> **Challenge**: Locate every line in the entries below that contains the string "bumper" and copy each of those lines.

-=-=-=-=-

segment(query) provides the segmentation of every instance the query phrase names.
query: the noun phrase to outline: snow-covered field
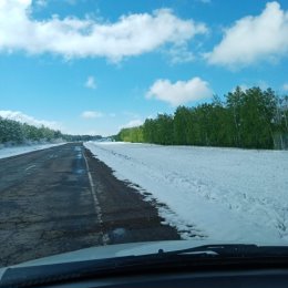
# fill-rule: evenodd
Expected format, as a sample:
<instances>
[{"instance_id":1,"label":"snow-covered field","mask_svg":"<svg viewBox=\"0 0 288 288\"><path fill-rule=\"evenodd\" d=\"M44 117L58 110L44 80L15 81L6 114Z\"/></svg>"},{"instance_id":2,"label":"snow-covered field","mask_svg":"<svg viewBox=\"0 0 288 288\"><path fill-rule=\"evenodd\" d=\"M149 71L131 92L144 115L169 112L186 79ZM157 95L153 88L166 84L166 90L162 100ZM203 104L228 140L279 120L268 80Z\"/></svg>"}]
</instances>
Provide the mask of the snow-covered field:
<instances>
[{"instance_id":1,"label":"snow-covered field","mask_svg":"<svg viewBox=\"0 0 288 288\"><path fill-rule=\"evenodd\" d=\"M64 143L58 143L58 144L34 144L34 145L21 145L21 146L14 146L14 147L2 147L0 148L0 158L7 158L24 153L29 153L32 151L38 150L44 150L59 145L63 145Z\"/></svg>"},{"instance_id":2,"label":"snow-covered field","mask_svg":"<svg viewBox=\"0 0 288 288\"><path fill-rule=\"evenodd\" d=\"M288 243L288 152L96 143L85 146L120 179L166 204L183 238ZM145 194L144 194L145 195Z\"/></svg>"}]
</instances>

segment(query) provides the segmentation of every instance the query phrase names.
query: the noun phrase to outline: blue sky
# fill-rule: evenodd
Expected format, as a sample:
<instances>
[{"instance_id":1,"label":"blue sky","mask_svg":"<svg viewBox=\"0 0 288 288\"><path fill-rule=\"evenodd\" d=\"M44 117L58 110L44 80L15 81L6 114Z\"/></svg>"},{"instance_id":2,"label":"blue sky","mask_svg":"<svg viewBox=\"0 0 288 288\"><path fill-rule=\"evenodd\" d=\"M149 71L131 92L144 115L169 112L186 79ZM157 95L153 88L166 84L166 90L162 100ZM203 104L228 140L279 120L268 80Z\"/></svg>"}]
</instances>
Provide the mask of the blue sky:
<instances>
[{"instance_id":1,"label":"blue sky","mask_svg":"<svg viewBox=\"0 0 288 288\"><path fill-rule=\"evenodd\" d=\"M288 1L1 0L0 115L111 135L236 85L288 93Z\"/></svg>"}]
</instances>

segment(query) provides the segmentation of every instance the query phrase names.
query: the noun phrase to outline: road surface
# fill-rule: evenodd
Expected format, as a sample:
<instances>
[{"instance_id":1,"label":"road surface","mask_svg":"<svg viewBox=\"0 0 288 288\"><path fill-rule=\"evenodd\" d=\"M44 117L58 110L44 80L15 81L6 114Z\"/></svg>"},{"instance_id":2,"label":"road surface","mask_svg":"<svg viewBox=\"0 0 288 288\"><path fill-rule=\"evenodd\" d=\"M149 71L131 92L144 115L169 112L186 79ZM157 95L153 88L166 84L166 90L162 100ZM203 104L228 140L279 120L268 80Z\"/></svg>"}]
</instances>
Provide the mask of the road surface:
<instances>
[{"instance_id":1,"label":"road surface","mask_svg":"<svg viewBox=\"0 0 288 288\"><path fill-rule=\"evenodd\" d=\"M81 143L0 160L0 267L91 246L179 239Z\"/></svg>"}]
</instances>

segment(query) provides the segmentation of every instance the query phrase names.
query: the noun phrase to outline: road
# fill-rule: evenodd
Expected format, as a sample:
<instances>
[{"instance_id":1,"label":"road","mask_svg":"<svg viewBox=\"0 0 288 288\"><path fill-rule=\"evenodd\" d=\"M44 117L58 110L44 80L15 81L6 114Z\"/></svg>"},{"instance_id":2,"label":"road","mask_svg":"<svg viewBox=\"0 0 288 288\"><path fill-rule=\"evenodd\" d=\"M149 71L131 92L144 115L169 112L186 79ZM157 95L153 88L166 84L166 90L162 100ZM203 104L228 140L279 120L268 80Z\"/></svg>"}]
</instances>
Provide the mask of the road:
<instances>
[{"instance_id":1,"label":"road","mask_svg":"<svg viewBox=\"0 0 288 288\"><path fill-rule=\"evenodd\" d=\"M81 143L0 160L0 267L101 245L179 239Z\"/></svg>"}]
</instances>

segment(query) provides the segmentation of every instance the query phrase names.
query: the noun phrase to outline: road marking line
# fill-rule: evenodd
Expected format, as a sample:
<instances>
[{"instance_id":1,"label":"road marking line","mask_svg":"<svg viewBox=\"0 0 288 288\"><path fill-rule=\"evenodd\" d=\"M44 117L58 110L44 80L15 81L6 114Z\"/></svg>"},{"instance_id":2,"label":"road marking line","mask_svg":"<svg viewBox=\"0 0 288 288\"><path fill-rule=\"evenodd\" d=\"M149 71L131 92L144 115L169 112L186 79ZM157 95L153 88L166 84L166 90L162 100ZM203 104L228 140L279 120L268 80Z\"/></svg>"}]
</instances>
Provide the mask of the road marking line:
<instances>
[{"instance_id":1,"label":"road marking line","mask_svg":"<svg viewBox=\"0 0 288 288\"><path fill-rule=\"evenodd\" d=\"M100 223L101 226L103 226L102 210L101 210L100 203L99 203L99 199L97 199L95 185L93 183L93 178L92 178L92 175L90 173L88 158L86 158L85 154L83 153L83 151L82 151L82 154L83 154L83 157L85 160L86 167L88 167L88 177L89 177L89 182L90 182L90 186L91 186L91 194L92 194L92 197L93 197L93 200L94 200L94 208L95 208L95 212L96 212L97 222ZM103 232L101 232L101 234L102 234L102 243L103 243L103 245L107 245L109 241L110 241L109 235L103 233Z\"/></svg>"},{"instance_id":2,"label":"road marking line","mask_svg":"<svg viewBox=\"0 0 288 288\"><path fill-rule=\"evenodd\" d=\"M29 169L31 169L33 167L35 167L35 165L31 165L31 166L27 167L25 171L29 171Z\"/></svg>"}]
</instances>

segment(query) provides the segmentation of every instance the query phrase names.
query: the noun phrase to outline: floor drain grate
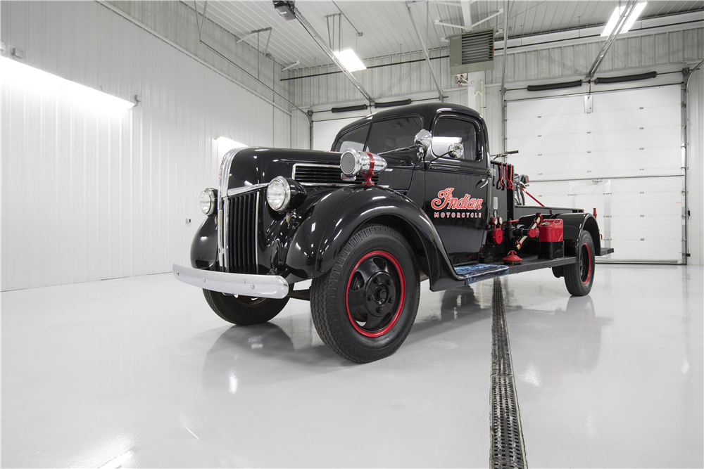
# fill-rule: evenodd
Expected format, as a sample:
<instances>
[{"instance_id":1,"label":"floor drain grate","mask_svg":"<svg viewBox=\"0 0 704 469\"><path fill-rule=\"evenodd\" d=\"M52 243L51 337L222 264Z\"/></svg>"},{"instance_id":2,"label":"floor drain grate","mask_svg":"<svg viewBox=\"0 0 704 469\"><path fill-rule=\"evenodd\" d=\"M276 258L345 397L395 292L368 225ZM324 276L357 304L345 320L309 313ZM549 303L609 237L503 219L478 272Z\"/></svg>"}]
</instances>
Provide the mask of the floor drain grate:
<instances>
[{"instance_id":1,"label":"floor drain grate","mask_svg":"<svg viewBox=\"0 0 704 469\"><path fill-rule=\"evenodd\" d=\"M501 281L494 280L491 314L491 454L494 468L525 468Z\"/></svg>"}]
</instances>

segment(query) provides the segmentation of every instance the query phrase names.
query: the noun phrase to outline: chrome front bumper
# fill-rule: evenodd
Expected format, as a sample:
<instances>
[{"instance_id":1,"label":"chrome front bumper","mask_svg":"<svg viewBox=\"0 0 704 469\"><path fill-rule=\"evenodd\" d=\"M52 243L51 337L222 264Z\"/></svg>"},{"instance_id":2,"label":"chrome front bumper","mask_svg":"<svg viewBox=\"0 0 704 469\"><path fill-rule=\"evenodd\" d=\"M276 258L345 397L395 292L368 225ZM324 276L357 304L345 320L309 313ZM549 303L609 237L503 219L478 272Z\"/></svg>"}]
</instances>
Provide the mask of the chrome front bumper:
<instances>
[{"instance_id":1,"label":"chrome front bumper","mask_svg":"<svg viewBox=\"0 0 704 469\"><path fill-rule=\"evenodd\" d=\"M176 280L214 292L261 298L285 298L289 294L288 282L277 275L228 274L176 264L171 270Z\"/></svg>"}]
</instances>

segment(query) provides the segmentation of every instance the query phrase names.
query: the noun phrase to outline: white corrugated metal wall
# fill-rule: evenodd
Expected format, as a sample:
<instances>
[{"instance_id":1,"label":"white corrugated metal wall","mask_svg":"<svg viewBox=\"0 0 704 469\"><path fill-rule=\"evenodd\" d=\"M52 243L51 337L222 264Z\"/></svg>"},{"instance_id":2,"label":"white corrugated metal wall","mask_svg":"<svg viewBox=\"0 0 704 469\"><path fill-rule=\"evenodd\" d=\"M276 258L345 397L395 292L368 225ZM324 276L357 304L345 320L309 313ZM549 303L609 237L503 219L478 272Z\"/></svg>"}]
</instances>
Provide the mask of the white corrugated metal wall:
<instances>
[{"instance_id":1,"label":"white corrugated metal wall","mask_svg":"<svg viewBox=\"0 0 704 469\"><path fill-rule=\"evenodd\" d=\"M307 146L305 116L291 119L105 6L0 8L1 40L25 51L23 62L143 99L128 111L96 108L0 77L3 290L187 264L204 218L198 195L217 182L213 139Z\"/></svg>"}]
</instances>

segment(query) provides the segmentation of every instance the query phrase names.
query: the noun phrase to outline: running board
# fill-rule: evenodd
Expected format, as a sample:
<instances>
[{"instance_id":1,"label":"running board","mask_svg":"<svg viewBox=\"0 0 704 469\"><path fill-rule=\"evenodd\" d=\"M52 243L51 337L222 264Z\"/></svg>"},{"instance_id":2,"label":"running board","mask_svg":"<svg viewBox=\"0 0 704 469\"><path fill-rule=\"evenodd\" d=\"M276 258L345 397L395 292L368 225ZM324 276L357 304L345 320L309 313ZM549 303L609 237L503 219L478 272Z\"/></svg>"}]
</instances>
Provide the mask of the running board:
<instances>
[{"instance_id":1,"label":"running board","mask_svg":"<svg viewBox=\"0 0 704 469\"><path fill-rule=\"evenodd\" d=\"M455 267L455 271L460 277L464 277L467 280L467 285L471 285L487 278L506 275L508 274L508 266L496 264L474 264L470 266L458 266Z\"/></svg>"}]
</instances>

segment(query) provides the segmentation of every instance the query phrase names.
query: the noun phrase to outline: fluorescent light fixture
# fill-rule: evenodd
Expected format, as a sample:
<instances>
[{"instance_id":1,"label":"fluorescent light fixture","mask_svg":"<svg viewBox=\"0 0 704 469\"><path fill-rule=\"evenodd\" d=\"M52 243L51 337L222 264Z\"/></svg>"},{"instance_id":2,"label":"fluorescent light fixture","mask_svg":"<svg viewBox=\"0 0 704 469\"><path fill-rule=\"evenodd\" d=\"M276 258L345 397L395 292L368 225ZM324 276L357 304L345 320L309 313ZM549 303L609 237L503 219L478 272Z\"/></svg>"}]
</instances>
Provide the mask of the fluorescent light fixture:
<instances>
[{"instance_id":1,"label":"fluorescent light fixture","mask_svg":"<svg viewBox=\"0 0 704 469\"><path fill-rule=\"evenodd\" d=\"M115 96L84 86L75 82L57 77L47 72L30 67L6 57L0 57L0 75L30 86L37 91L49 87L61 88L68 91L77 101L97 106L110 106L132 109L134 103Z\"/></svg>"},{"instance_id":2,"label":"fluorescent light fixture","mask_svg":"<svg viewBox=\"0 0 704 469\"><path fill-rule=\"evenodd\" d=\"M601 33L602 37L607 37L611 34L611 32L616 27L618 19L621 18L621 14L625 9L625 6L617 6L614 9L614 12L611 13L611 18L609 18L609 22L606 23L606 27L604 28L603 32Z\"/></svg>"},{"instance_id":3,"label":"fluorescent light fixture","mask_svg":"<svg viewBox=\"0 0 704 469\"><path fill-rule=\"evenodd\" d=\"M286 67L284 67L283 68L282 68L281 71L282 72L285 72L286 70L289 70L291 67L295 67L296 65L298 65L299 63L301 63L301 60L296 60L293 63L291 63L290 65L288 65Z\"/></svg>"},{"instance_id":4,"label":"fluorescent light fixture","mask_svg":"<svg viewBox=\"0 0 704 469\"><path fill-rule=\"evenodd\" d=\"M215 143L218 143L218 153L222 153L223 155L232 148L244 148L247 146L244 143L230 140L227 137L218 137L215 139Z\"/></svg>"},{"instance_id":5,"label":"fluorescent light fixture","mask_svg":"<svg viewBox=\"0 0 704 469\"><path fill-rule=\"evenodd\" d=\"M348 72L367 70L367 68L362 63L362 60L359 60L359 57L351 49L335 51L335 57L342 63L342 66L346 68Z\"/></svg>"},{"instance_id":6,"label":"fluorescent light fixture","mask_svg":"<svg viewBox=\"0 0 704 469\"><path fill-rule=\"evenodd\" d=\"M636 20L640 15L641 13L643 11L643 8L646 8L646 5L648 2L643 2L642 4L638 4L636 5L633 10L631 11L631 14L629 15L628 18L626 19L626 24L624 25L623 27L621 28L621 32L628 32L631 27L633 26L633 23L636 23ZM611 32L614 30L616 26L618 25L618 19L621 18L621 15L623 14L623 11L626 9L625 6L617 6L614 8L614 12L611 13L611 18L609 18L609 22L606 23L606 27L604 28L603 32L601 33L602 37L607 37L611 35Z\"/></svg>"},{"instance_id":7,"label":"fluorescent light fixture","mask_svg":"<svg viewBox=\"0 0 704 469\"><path fill-rule=\"evenodd\" d=\"M641 13L643 12L643 8L646 8L646 5L647 4L648 2L646 1L642 4L638 4L635 7L634 7L633 11L631 12L631 15L628 17L627 20L626 20L626 24L624 25L623 29L621 30L621 32L628 32L629 30L631 29L631 27L633 26L633 23L636 23L636 20L637 20L638 17L641 15Z\"/></svg>"}]
</instances>

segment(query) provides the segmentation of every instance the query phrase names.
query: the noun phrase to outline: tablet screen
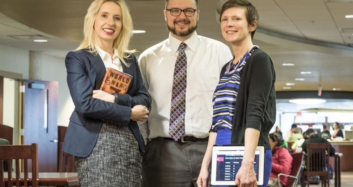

-=-=-=-=-

> **Task solution**:
query: the noun phrase to outline: chrome front bumper
[{"instance_id":1,"label":"chrome front bumper","mask_svg":"<svg viewBox=\"0 0 704 469\"><path fill-rule=\"evenodd\" d=\"M52 243L51 337L222 264Z\"/></svg>"},{"instance_id":2,"label":"chrome front bumper","mask_svg":"<svg viewBox=\"0 0 704 469\"><path fill-rule=\"evenodd\" d=\"M276 258L345 397L395 292L368 225ZM324 276L357 304L345 320L309 313ZM549 303L609 237L503 219L478 272Z\"/></svg>"}]
Provide the mask of the chrome front bumper:
[{"instance_id":1,"label":"chrome front bumper","mask_svg":"<svg viewBox=\"0 0 704 469\"><path fill-rule=\"evenodd\" d=\"M176 280L214 292L261 298L285 298L289 294L288 282L277 275L228 274L176 264L171 270Z\"/></svg>"}]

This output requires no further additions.